__Extract__.
The complaint suggests that plaintiffs will try to characterize the Act as a mandated benefit law. In Metropolitan Life Insurance v. Massachusetts, 471 U.S. 724 (1985), the Supreme Court ruled that state mandated benefits laws “relate to” ERISA plans within the meaning of ERISA's preemption provision. Courts have frequently found mandated benefits laws preempted. See, e.g. Shaw v. Delta Air Lines, Inc., 463 U.S. 85 (1983)(New York state disability benefits law preempted to the extent it required employers to provide pregnancy disability benefits in excess of the requirements of federal law); District of Columbia v. Greater Washington Board of Trade, 506 U.S. 125 (1992) (District of Columbia law preempted because it required employees on workers' compensation to get the same health benefits as active employees); General Electric Co. v. New York State Dept of Labor, 891 F.2d 25 (2d Cir. 1989) (New York prevailing wage statute preempted by obligating employers to provide certain level and type of fringe benefits) Standard Oil Co. v. Agsalud, 633 F.2d 760 (9th Cir. 1980), aff'd , 454 U.S. 801 (1981) (Hawaii law mandating employee health coverage held preempted).
Proponents of the Act are correct in asserting that the Act is literally not a mandated benefits statute, in the traditional sense of that term. Supporters claim that the Act, carefully drafted to avoid ERISA preemption, regulates employers and not ERISA benefit plans.
Supporters also stress that a covered employer can comply with the statute in a variety of ways that would require neither establishment of an ERISA plan, nor substantive changes to any existing plans. As an example, an employer could comply with the Act by making direct payments to covered employees through a cash bonus. Other commentators suggest that an employer could comply by subsidizing health insurance benefits in ways not involving ERISA plans, through the introduction of Health Savings Accounts, or by funding an on-site clinic.
Resolution of these arguments will doubtless spark yet another debate over the Supreme Court's ERISA preemption jurisprudence. Some of the Court's more recent preemption decisions, e.g., New York State Conference of Blue Cross & Blue Shield Plans et al. v. Travelers Insurance Co., et a., 514 U.S. 645 (1995) and California Division of Labor Standards Enforcement et al v. Dillingham Construction, 519 U.S. 316 (1997), are widely viewed as reflecting an intent by the Court to restrict the scope of ERISA Section 514(a). In both opinions the Court expressed frustration with its prior attempts at interpreting the “relates to” language in ERISA Section 514(a). After all, as Justice Scalia observed in Dillingham, “everything is related to everything else.” 519 U.S. at 335.

__Extracted material__.
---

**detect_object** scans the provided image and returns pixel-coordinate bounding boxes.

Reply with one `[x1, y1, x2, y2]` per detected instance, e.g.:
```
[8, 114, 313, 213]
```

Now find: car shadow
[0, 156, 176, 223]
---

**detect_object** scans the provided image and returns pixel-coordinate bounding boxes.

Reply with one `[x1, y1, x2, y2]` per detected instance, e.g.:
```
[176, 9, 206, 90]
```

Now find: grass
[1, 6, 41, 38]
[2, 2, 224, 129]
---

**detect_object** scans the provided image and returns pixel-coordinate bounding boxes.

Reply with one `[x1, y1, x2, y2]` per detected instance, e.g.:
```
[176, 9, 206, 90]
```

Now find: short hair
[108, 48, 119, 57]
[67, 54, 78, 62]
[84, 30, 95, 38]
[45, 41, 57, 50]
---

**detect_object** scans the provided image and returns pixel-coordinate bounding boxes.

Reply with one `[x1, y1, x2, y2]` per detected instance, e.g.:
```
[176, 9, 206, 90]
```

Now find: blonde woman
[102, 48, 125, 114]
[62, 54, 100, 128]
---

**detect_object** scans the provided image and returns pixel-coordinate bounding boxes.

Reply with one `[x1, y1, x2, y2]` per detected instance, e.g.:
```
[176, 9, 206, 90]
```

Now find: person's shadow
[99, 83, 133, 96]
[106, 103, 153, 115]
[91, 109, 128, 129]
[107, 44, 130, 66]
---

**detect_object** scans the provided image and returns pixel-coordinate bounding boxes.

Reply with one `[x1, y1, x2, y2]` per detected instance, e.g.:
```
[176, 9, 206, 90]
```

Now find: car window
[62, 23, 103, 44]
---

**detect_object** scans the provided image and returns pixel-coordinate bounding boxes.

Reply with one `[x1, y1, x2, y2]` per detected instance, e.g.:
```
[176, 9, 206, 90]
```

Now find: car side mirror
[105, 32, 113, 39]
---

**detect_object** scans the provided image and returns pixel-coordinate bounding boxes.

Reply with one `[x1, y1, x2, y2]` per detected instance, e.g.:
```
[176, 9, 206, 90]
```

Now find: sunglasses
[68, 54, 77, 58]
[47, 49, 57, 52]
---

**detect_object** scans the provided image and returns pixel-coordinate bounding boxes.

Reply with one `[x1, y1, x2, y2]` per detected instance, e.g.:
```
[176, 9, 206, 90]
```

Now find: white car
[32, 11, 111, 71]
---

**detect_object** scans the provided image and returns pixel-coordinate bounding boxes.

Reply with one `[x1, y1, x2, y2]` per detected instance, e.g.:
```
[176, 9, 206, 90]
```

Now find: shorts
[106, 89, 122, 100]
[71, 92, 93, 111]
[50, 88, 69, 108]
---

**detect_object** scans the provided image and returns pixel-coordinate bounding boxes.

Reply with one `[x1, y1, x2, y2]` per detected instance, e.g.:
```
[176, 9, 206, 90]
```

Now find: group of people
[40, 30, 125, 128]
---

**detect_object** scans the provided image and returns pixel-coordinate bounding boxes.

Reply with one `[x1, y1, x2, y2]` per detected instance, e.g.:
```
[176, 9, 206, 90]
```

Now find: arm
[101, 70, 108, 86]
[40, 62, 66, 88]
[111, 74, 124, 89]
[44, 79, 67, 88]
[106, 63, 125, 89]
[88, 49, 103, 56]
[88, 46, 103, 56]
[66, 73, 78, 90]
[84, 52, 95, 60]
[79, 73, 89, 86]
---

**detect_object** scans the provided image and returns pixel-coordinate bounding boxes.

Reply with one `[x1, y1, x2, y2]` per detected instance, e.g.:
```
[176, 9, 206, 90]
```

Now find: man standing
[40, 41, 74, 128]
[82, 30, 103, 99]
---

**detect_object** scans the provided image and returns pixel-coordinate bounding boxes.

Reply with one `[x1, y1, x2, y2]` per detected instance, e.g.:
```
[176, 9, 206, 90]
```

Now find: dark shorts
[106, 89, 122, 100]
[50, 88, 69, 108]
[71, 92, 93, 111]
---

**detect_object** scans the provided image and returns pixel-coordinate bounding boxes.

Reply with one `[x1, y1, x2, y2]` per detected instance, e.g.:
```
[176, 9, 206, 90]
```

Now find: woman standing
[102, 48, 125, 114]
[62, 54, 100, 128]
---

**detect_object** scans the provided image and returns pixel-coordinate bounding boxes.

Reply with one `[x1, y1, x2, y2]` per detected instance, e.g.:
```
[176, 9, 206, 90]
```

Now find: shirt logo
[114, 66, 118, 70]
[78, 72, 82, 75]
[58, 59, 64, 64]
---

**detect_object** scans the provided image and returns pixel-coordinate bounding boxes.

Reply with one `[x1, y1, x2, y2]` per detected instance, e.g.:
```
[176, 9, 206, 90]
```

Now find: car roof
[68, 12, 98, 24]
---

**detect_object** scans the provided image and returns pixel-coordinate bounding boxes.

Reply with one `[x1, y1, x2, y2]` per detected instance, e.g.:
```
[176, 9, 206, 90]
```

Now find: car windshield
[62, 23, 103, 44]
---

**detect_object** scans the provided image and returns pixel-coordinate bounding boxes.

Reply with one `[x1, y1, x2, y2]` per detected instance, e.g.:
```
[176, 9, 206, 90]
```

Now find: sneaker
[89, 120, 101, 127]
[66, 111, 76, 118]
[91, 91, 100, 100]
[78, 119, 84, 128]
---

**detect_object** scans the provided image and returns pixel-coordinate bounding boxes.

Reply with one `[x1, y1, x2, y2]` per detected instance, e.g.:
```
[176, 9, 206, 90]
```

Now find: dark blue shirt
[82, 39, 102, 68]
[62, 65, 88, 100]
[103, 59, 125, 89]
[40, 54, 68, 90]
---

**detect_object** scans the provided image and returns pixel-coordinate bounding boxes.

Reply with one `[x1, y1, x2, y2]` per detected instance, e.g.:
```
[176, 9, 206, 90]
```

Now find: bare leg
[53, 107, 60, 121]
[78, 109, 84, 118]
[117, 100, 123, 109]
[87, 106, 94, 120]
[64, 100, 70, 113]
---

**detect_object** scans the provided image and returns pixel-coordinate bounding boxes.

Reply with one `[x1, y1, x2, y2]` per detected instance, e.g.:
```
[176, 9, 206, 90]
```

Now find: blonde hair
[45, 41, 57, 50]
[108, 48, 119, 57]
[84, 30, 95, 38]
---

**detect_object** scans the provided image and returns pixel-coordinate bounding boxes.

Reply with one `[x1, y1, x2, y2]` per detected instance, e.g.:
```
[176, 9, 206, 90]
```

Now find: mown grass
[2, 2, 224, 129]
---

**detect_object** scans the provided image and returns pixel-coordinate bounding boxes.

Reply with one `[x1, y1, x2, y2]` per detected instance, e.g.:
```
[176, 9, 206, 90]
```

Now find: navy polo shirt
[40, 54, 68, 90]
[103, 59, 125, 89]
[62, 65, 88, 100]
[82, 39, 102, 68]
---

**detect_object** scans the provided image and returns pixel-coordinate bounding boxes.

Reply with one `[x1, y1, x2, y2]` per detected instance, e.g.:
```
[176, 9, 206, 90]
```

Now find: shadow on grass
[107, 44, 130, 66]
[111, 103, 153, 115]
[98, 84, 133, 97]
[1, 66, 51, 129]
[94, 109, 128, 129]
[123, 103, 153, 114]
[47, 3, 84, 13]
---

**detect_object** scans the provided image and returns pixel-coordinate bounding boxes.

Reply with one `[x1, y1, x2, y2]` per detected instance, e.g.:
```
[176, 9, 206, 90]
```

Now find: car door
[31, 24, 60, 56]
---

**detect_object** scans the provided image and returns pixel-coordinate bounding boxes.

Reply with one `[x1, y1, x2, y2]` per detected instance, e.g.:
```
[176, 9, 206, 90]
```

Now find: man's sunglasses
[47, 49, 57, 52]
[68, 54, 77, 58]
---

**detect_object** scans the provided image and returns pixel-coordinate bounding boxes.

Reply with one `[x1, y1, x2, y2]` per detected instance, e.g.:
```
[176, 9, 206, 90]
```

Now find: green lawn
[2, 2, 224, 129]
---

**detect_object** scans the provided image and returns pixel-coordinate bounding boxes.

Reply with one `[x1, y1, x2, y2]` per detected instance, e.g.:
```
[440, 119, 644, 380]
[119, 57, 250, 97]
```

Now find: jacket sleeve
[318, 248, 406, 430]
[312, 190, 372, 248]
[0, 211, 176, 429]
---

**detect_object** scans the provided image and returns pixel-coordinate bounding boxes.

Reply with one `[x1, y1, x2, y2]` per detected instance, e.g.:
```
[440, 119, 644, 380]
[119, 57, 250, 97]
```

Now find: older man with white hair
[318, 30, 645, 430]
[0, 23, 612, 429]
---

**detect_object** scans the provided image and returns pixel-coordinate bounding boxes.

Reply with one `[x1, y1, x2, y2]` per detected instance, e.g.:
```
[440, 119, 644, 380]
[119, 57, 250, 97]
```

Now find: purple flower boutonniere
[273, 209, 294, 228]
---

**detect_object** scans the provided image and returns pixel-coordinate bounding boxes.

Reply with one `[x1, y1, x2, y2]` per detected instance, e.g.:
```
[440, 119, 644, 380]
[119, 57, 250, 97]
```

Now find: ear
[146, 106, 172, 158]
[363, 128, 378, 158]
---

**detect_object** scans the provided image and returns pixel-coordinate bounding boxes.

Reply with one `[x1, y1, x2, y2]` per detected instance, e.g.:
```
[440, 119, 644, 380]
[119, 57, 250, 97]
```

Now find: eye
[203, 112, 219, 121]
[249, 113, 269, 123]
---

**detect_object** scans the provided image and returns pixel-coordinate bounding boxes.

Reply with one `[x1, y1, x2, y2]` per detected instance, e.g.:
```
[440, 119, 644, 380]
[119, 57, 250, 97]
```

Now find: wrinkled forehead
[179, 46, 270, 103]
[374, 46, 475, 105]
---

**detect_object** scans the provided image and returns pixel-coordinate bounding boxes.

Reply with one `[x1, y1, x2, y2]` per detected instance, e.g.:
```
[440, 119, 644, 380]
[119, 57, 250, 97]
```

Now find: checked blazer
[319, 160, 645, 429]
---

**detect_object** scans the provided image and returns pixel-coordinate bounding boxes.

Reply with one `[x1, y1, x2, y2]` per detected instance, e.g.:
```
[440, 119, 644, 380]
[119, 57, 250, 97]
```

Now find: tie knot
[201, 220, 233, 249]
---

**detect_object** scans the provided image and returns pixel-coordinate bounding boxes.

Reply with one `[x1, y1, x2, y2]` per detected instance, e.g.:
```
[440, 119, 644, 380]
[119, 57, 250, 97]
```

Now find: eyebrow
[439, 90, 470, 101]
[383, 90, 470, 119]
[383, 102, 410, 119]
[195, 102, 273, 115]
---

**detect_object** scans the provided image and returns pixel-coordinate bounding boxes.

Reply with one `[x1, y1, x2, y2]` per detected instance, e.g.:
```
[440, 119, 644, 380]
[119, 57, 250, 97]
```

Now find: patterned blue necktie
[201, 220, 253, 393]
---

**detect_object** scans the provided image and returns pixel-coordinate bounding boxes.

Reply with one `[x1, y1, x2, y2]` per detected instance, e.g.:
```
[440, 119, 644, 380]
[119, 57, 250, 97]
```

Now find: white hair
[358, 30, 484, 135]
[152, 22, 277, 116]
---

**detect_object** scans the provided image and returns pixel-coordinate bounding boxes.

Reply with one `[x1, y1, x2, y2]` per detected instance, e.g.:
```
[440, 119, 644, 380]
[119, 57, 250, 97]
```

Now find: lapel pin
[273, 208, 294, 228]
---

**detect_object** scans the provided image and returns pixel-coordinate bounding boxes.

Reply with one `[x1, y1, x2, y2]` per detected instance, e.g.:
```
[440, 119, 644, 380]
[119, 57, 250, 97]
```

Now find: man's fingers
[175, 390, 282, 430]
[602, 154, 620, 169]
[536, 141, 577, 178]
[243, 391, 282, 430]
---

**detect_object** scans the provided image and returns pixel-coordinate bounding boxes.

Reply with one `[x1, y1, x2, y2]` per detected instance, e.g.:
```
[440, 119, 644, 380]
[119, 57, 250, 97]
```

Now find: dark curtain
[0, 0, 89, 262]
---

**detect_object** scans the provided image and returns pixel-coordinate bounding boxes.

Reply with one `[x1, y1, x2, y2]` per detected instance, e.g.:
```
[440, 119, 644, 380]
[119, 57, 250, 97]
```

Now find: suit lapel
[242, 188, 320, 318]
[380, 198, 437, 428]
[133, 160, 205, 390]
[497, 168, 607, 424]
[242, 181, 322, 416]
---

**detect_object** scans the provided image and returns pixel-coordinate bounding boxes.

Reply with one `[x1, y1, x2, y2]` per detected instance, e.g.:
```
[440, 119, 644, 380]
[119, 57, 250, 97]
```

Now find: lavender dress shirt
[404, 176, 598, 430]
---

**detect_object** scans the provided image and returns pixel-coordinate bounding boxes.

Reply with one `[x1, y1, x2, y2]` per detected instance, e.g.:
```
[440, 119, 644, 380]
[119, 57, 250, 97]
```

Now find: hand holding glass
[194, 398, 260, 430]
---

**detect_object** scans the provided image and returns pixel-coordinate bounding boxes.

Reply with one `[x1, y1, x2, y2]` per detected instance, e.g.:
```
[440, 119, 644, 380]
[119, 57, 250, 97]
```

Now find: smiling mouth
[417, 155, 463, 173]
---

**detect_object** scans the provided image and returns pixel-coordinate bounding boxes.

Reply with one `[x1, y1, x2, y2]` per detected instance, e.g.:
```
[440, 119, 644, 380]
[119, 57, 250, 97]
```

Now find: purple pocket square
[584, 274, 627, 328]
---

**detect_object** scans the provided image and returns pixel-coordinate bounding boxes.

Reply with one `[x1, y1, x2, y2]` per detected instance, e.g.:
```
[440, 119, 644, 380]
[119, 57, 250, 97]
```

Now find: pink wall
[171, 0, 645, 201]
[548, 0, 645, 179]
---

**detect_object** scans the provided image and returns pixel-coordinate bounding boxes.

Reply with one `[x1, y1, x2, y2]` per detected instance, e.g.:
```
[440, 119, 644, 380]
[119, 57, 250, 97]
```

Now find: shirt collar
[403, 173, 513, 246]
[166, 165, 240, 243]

__Prompt__.
Extract the stretch of the ERISA preemption text from "Proponents of the" through "an on-site clinic.", copied word for word.

__Response to this exercise__.
Proponents of the Act are correct in asserting that the Act is literally not a mandated benefits statute, in the traditional sense of that term. Supporters claim that the Act, carefully drafted to avoid ERISA preemption, regulates employers and not ERISA benefit plans.
Supporters also stress that a covered employer can comply with the statute in a variety of ways that would require neither establishment of an ERISA plan, nor substantive changes to any existing plans. As an example, an employer could comply with the Act by making direct payments to covered employees through a cash bonus. Other commentators suggest that an employer could comply by subsidizing health insurance benefits in ways not involving ERISA plans, through the introduction of Health Savings Accounts, or by funding an on-site clinic.